▶ PROBLEM A: Reproduce the portion of the conference session notes starting with "Using Generative AI" and going on through "Python and R.".
▶ PROBLEM B: Take the conference session notes further, picking up after their final sentence.

▶ SELECTED TEXT:
In an era of overwhelming data and increasing reliance on AI, the enduring power of human storytelling becomes essential. Our brains are wired for narrative – it evokes emotion, builds connection, and motivates action. Data storytelling marries insightful analysis with captivating narratives that move audiences.

This presentation emphasizes the crucial role of data storytelling in an AI-driven world. It explores techniques for crafting impactful narratives from data, balancing human creativity with the speed of AI. The talk also touches on principles of ethical storytelling, highlighting how to build trust and transparency when leveraging AI.

Session notes

Essence of talk: Great storytelling requires context, a great story and impact for the receiver. Examples in talk of AI not being able to understand context - we need humans for great storytelling.

Using Generative AI to Increase the Impact of Your Data Science Work

Link to slides

Session description

Over the past year plus, generative AI has taken the world by storm. While use cases for helping people with writing, code generation, and creative endeavors are abundant, less attention has been paid to how generative AI tools can be used to do new things within data science workflows. This talk will cover how Google’s generative AI models, including Gemini, can be used to help data practitioners work with non-traditional data (text, images, videos) and create multimodal outputs from analysis, increasing the scale, velocity, and impact of data science results. Attendees should expect to come away with ideas of how to apply Google generative AI tools to real-world data science problems in both Python and R.

Records excerpted from a collection
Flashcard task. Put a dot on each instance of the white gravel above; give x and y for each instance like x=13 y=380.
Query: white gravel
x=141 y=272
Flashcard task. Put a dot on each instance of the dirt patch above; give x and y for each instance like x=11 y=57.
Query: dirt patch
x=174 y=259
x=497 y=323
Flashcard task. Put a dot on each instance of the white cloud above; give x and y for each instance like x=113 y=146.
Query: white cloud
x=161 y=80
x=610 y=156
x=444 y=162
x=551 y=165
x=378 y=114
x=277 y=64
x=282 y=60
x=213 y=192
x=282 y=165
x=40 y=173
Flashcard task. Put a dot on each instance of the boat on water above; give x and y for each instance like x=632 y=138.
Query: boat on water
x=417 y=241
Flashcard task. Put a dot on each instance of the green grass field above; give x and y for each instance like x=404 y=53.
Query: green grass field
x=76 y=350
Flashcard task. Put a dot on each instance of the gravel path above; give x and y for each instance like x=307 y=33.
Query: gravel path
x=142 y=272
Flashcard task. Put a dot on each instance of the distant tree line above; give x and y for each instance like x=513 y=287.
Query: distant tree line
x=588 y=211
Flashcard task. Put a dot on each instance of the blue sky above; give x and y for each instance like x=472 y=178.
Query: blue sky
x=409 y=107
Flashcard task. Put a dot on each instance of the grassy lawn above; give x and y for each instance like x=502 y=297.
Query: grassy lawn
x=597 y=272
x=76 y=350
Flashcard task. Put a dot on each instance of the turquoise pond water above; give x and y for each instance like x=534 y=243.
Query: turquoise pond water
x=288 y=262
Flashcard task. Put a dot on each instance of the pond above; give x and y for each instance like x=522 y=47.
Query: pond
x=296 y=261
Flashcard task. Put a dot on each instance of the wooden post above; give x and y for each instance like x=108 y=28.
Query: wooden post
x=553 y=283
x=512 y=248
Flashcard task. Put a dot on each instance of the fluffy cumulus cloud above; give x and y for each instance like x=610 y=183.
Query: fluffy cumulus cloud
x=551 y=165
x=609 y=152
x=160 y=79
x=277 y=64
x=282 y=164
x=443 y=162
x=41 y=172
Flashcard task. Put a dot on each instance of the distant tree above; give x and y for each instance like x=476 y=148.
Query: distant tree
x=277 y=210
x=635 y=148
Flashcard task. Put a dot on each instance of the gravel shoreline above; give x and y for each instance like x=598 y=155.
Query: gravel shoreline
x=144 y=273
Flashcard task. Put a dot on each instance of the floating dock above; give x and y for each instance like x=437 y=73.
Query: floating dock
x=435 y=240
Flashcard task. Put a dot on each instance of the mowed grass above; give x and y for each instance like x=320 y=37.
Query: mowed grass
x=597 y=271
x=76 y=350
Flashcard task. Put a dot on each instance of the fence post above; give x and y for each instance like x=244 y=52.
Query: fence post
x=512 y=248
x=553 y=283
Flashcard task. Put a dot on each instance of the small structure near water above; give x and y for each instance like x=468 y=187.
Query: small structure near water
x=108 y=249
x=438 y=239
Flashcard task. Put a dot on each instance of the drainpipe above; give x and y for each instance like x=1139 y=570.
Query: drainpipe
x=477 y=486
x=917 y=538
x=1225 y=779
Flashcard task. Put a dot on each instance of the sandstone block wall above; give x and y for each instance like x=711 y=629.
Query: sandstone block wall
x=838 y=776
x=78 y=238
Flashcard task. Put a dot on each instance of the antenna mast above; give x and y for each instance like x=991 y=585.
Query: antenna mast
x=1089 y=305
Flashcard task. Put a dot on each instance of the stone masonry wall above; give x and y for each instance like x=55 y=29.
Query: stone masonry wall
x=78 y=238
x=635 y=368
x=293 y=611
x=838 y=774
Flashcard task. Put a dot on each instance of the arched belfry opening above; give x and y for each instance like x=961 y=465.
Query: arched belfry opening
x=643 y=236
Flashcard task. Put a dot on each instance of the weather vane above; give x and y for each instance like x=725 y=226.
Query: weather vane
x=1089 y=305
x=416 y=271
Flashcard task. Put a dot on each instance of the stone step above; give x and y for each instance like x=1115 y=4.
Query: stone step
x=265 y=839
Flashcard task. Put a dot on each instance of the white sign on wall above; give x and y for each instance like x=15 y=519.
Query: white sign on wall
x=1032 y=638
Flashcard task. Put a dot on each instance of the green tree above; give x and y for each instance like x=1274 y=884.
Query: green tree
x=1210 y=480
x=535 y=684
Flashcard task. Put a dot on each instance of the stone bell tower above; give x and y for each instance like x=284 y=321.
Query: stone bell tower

▶ EXERCISE RESULT A:
Using Generative AI to Increase the Impact of Your Data Science Work

Link to slides

Session description

Over the past year plus, generative AI has taken the world by storm. While use cases for helping people with writing, code generation, and creative endeavors are abundant, less attention has been paid to how generative AI tools can be used to do new things within data science workflows. This talk will cover how Google’s generative AI models, including Gemini, can be used to help data practitioners work with non-traditional data (text, images, videos) and create multimodal outputs from analysis, increasing the scale, velocity, and impact of data science results. Attendees should expect to come away with ideas of how to apply Google generative AI tools to real-world data science problems in both Python and R.

▶ EXERCISE RESULT B:
Session notes

Gemini

Natively multimodal: Can take in text, audio, video, images, etc.
Sophisticated reasoning: Can give summary based on combination of files/inputs
Robust ecosystem

Example use case: Get summary of podcast purpose, host personalities, common questions, etc. from inputting 5 episodes.

Using AI to interpret and explain results

Case: Predict number of medals at the olympics

Create a description of the prediction for each country with an explanation of the prediction
Post-olympics: Compare actual medal counts to predictions, and find interesting countries that exceeded expectation or fell short

Create prediction description for each country

Create a plot of Shapley values
Full prompt to AI gives context: “You are a data scientist who does a great job of explaining various outputs from data analysis and modeling, including numbers, tables, and plots, to help a more general audience understand your results better. Other details of model and what Shapley values are and how they are presented in the plot. Stick to only the data and information provided in creating your response. Your response should be understandable by a non-technical audience, 100 word or fewer, and in English.
Parametrise the AI prompt by using gemini API in R using reticulate::import to import the vertexai Python library - see the code from the Jupyter notebook used to produce the slides

Summarise information of prediction vs. actual outcome

Takes Gemini Pro about 4 minutes to analyse and produce summary across all 200+ countries for 40 languages.